--- Text extract ---
=======

# Feeling blue…



## bluebells (Apr 3, 2006)

Hi

I think it is partly the time of year and partly that we are coming up to Christmas (our second since we were approved to adopt and 11th since we started trying for a family  ) and we still won't be parents. It's so difficult to stay positive sometimes. I'm feeling really down in the dumps and don't know where else to turn except FF.

We are waiting for our 2nd CRB checks to go through (because our others expired) and because we were a bit slow off the mark this time – not knowing if we wanted to carry on with adoption – we have delayed things a bit through our own actions. Am I right in saying that we will not be given details of children to look at until these checks are through?

Really wish things would move a bit faster. I'm like a time bomb waiting to explode and over the last few weeks have been hoping I will feel ok each day, but I am on the verge of tears most of the time.

Bluebells xx


----------



## mollyk (May 18, 2003)

Hi Bluebells,

Just wanted to send you a huge  . I can remember feeling the same before DD came along. Christmas is so hard when you don't have children but so desperaterly want them.
Your time really will come ( most of the time when you least expect it).

What plans do you have for xmas? will you be around children?

As for your CRB'S I am sure if SS had a possible match and your CRB'S were pending they would send you out the details.  

Hang in there.

Your dreams will come true.
x


----------



## Camly (Dec 12, 2006)

=======

--- Directives ---
- 1) Reproduce the section of the forum thread from "## mollyk (May" up to and including "least expect it).".
- 2) According to the forum thread, why does bluebells need a second round of CRB checks?
- 3) Write the next part of the forum thread about waiting to adopt, picking up after its final line.

=======

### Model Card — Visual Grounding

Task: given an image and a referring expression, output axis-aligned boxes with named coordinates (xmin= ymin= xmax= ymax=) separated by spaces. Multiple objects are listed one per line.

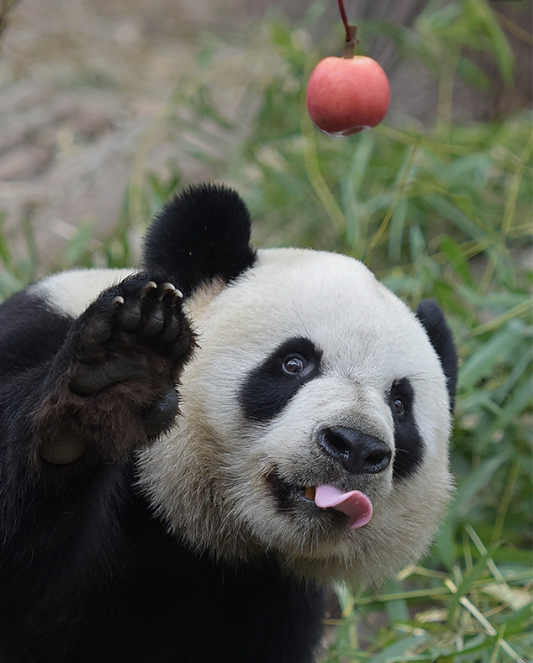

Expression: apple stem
xmin=338 ymin=0 xmax=359 ymax=60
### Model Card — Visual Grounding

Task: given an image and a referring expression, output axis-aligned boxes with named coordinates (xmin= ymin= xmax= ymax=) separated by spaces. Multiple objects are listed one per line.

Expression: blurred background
xmin=0 ymin=0 xmax=533 ymax=663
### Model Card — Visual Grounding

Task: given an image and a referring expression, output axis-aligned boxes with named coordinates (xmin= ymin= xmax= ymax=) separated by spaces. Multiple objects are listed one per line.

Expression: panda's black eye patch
xmin=388 ymin=378 xmax=424 ymax=479
xmin=281 ymin=354 xmax=308 ymax=375
xmin=240 ymin=337 xmax=322 ymax=422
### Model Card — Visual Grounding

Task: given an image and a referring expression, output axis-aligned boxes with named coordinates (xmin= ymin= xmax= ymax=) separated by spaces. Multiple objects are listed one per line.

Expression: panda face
xmin=140 ymin=249 xmax=451 ymax=582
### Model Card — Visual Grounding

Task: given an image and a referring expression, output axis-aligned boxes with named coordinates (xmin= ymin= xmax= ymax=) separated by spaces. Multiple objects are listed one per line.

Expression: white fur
xmin=34 ymin=269 xmax=134 ymax=318
xmin=136 ymin=249 xmax=451 ymax=581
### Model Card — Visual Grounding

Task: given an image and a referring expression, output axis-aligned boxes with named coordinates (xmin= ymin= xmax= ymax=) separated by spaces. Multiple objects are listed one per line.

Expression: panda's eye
xmin=281 ymin=355 xmax=307 ymax=375
xmin=392 ymin=398 xmax=405 ymax=417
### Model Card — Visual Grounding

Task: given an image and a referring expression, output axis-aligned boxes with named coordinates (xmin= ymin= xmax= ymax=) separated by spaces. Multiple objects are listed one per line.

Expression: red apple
xmin=307 ymin=55 xmax=390 ymax=136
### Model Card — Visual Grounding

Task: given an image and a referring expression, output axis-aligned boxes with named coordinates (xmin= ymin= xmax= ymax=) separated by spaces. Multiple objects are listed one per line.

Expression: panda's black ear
xmin=144 ymin=184 xmax=256 ymax=296
xmin=416 ymin=299 xmax=458 ymax=412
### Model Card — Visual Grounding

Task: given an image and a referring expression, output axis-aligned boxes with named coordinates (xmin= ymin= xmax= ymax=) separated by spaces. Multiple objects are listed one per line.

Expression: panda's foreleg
xmin=32 ymin=274 xmax=194 ymax=466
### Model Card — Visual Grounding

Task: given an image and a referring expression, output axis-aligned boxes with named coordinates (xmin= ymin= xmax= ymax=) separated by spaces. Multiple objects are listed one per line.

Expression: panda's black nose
xmin=318 ymin=426 xmax=392 ymax=474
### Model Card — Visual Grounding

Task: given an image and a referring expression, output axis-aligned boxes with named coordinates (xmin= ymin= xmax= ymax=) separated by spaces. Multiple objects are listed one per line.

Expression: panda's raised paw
xmin=70 ymin=274 xmax=194 ymax=395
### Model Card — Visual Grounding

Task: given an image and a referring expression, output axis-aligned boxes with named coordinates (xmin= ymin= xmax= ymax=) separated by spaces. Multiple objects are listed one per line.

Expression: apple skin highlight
xmin=307 ymin=55 xmax=390 ymax=136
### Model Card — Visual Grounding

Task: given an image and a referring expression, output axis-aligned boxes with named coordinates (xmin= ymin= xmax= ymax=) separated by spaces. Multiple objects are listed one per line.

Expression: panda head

=======

--- Results ---
- 1)
## mollyk (May 18, 2003)

Hi Bluebells,

Just wanted to send you a huge  . I can remember feeling the same before DD came along. Christmas is so hard when you don't have children but so desperaterly want them.
Your time really will come ( most of the time when you least expect it).

- 2) The earlier checks expired.

- 3)
hiya blue  

im so sorry you are feeling down at the moment.  i can only imagine how u feel, i know you and ur dh have been thru so much and been disappointed numerous times.  we had a similar experience and know how we felt after that.  i just want to say keep ur chin up, i know its hard, but the right child/ren are out there for you - they just havent found you yet.  be kind to yourself.  could you not go away for a few days over christmas?  just you and your dh.  i wish i could do or say more to help you and to make you smile.  

lots of love camly x x x x x x x x x


----------



## Ermey (Aug 17, 2004)

So sorry you feel so down Bluebells  
The waiting is so hard isn't it? Some days I feel like banging my head agaisnt a wall and sobbing and I haven't even been waiting a year yet!    The approach of Christmas is such a tough time...and new year..I am feeling it too, and your 2nd one since you were approved must be even harder...its painful to see events that were a long way off come and go with still nothing changed. And to have to redo your CRBs must really rub it in. 

I hope you find the strength and faith to hang on in there; if you can just ride the storm I'm sure it will all be worth it.


----------



## emsina (May 23, 2005)

Hiya bbs!  They'd be a very callous agency to stop pursuing links for you because your CRBs are pending.  I've just had one for a charity turn around in a record 3 weeks  
So terribly sorry you're feeling so    I'll send you a pm when I can.  
emsina x


----------



## bluebells (Apr 3, 2006)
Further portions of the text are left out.